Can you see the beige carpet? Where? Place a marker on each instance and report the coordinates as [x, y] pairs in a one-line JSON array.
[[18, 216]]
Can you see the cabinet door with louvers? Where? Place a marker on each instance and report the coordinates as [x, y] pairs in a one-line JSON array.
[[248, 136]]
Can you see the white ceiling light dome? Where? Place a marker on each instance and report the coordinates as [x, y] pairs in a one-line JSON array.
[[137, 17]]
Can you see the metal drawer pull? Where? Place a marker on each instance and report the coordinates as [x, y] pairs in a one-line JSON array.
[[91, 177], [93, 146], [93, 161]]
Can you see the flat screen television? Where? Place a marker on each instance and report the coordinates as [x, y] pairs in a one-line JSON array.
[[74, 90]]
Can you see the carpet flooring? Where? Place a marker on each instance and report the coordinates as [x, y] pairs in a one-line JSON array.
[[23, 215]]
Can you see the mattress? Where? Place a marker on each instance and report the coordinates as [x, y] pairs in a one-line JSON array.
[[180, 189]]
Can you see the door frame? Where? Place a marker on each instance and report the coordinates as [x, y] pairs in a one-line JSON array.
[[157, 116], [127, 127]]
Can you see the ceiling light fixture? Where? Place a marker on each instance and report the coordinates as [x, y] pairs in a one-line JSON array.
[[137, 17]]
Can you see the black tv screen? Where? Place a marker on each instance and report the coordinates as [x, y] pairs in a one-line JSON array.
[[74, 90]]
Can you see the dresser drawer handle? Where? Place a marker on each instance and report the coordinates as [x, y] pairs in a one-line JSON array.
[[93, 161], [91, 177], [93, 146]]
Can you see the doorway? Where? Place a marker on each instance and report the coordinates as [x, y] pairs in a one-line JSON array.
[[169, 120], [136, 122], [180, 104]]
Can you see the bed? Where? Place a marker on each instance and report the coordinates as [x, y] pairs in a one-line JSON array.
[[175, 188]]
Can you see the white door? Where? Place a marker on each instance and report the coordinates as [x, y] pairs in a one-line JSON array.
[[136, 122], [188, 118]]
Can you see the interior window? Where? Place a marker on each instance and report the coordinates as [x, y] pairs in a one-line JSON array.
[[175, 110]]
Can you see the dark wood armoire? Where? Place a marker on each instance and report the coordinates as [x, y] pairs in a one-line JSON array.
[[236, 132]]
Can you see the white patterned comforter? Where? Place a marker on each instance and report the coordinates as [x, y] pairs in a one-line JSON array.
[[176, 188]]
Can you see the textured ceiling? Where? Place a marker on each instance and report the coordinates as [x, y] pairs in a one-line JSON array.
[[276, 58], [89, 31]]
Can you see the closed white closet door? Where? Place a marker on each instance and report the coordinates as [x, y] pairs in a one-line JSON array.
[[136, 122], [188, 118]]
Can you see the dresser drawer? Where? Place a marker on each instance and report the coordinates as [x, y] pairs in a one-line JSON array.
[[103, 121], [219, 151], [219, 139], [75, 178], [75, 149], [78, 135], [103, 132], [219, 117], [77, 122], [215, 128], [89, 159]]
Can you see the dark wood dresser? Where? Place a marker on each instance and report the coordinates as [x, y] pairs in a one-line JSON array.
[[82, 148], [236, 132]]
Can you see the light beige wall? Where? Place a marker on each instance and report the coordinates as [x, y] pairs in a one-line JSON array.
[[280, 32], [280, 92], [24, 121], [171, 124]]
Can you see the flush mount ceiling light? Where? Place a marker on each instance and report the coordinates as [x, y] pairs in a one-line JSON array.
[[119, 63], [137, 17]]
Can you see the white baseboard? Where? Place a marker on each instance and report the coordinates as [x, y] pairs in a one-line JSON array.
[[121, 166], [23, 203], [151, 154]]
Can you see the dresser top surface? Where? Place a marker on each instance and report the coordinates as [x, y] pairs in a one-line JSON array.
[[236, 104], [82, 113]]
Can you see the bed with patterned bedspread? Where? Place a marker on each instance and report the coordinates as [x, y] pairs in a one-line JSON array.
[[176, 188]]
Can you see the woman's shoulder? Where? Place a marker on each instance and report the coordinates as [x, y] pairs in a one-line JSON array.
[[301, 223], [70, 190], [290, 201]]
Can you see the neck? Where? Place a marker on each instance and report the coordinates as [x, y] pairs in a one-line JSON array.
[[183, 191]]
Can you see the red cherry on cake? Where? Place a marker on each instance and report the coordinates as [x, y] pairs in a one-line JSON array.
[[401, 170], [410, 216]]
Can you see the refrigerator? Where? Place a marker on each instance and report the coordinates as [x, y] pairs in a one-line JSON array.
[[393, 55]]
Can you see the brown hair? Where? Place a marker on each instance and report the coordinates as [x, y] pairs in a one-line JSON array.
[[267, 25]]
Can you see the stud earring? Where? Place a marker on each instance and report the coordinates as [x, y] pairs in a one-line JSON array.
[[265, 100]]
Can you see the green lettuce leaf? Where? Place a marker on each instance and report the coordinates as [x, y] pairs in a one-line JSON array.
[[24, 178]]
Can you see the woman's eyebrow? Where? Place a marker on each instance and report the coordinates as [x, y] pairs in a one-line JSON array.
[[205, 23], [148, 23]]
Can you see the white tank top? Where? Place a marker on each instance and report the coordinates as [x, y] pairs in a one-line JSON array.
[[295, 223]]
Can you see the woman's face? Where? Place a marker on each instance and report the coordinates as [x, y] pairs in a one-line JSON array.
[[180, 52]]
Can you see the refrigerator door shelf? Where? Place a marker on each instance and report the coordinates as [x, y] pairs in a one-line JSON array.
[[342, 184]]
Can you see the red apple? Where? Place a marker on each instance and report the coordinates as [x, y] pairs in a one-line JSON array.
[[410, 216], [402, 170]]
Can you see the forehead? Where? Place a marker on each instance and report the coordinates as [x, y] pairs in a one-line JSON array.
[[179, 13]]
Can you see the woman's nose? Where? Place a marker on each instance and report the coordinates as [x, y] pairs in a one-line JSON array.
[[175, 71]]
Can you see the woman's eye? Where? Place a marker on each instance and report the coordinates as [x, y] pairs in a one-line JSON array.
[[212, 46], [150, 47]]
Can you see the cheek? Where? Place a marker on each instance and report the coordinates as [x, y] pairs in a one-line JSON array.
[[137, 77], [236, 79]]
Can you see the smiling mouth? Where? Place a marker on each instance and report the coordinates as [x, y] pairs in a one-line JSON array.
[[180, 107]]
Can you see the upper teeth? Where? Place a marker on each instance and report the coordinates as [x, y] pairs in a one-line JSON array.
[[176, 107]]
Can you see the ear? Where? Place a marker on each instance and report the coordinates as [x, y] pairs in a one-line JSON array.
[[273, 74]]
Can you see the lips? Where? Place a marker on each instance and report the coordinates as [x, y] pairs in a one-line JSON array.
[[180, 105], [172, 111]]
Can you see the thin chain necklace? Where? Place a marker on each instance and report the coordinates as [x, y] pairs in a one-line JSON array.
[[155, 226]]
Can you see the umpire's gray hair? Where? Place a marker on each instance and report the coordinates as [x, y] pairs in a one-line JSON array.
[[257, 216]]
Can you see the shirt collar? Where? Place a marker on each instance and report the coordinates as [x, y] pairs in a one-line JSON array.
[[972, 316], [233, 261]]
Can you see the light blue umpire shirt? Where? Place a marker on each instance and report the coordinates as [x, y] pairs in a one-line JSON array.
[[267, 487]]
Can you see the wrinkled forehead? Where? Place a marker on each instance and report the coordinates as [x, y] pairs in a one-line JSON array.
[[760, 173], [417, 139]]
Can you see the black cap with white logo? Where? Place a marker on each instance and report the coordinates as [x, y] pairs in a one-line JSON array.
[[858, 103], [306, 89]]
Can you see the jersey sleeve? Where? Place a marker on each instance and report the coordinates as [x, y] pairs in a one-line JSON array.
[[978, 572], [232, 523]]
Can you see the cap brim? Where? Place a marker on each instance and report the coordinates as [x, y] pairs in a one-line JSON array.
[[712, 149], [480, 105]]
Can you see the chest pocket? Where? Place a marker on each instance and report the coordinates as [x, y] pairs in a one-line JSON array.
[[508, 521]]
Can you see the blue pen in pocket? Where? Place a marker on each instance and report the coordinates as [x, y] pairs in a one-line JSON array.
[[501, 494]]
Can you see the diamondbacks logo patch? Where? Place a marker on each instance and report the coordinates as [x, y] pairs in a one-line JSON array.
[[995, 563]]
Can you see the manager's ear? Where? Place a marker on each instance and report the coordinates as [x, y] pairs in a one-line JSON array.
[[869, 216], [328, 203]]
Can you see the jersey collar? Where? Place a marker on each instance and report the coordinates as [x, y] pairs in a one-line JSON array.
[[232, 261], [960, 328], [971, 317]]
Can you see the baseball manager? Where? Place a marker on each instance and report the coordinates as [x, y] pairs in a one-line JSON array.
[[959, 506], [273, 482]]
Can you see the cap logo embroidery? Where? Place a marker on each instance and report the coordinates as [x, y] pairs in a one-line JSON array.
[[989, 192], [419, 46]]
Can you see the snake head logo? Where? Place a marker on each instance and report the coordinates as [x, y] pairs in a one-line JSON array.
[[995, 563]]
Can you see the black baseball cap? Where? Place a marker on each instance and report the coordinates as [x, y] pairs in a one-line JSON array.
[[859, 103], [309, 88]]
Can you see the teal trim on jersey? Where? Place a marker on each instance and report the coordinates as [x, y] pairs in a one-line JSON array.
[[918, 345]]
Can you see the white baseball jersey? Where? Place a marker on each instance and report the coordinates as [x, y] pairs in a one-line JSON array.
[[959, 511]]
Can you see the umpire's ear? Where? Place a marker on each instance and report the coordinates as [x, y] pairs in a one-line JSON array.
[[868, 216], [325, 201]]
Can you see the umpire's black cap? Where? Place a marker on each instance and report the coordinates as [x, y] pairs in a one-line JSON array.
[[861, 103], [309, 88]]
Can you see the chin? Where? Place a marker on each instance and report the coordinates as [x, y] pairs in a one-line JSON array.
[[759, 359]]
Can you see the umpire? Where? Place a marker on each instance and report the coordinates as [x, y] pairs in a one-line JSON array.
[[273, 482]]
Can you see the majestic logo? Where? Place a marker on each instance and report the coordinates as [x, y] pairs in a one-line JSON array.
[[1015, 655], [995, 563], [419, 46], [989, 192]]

----

**Description of the task:** Convert the rows from the line containing "Can you see the lips?" through the line containing "[[180, 105], [172, 111]]", inclusive, into a numbered list with blank lines omitted.

**Correct output:**
1. Can you see the lips? Where? Place a marker on each instance and report the coordinates as [x, y] pairs in a one-line JSON array.
2. [[180, 105], [172, 111]]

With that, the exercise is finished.